### WORK INSTRUCTIONS
Reproduce the stretch of rows from the first one through the line containing "pixel 56 49", inclusive, and leave the pictures out of the copy.

◆ ◆ ◆ ◆ ◆

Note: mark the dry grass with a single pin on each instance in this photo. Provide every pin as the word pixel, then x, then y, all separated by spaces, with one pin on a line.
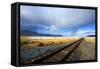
pixel 85 51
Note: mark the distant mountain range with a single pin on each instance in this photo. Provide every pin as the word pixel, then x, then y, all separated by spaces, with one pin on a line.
pixel 30 33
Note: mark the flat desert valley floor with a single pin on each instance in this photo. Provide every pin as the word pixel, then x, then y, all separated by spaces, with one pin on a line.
pixel 56 49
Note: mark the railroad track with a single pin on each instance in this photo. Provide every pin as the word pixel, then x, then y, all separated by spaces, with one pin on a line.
pixel 60 55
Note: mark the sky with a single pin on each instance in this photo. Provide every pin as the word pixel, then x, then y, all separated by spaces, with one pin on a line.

◆ ◆ ◆ ◆ ◆

### OUTPUT FOR THIS EXERCISE
Note: mark the dry grass with a single pin on each instance in this photo. Provide every pin as the word pixel, then x, then y, all separated by spaces, with one pin on a line.
pixel 85 51
Note: mark the distant mountain range with a single pin on each instance in this photo. Provide every pin as the word pixel, then x, then y, all separated by spaces, with one pin on a line.
pixel 30 33
Note: mark the flat desert valley floor with a single pin on each instance in this photo. Provide every pin as the word pixel, then x, then y, all separated by spaces, with one pin on a line.
pixel 56 49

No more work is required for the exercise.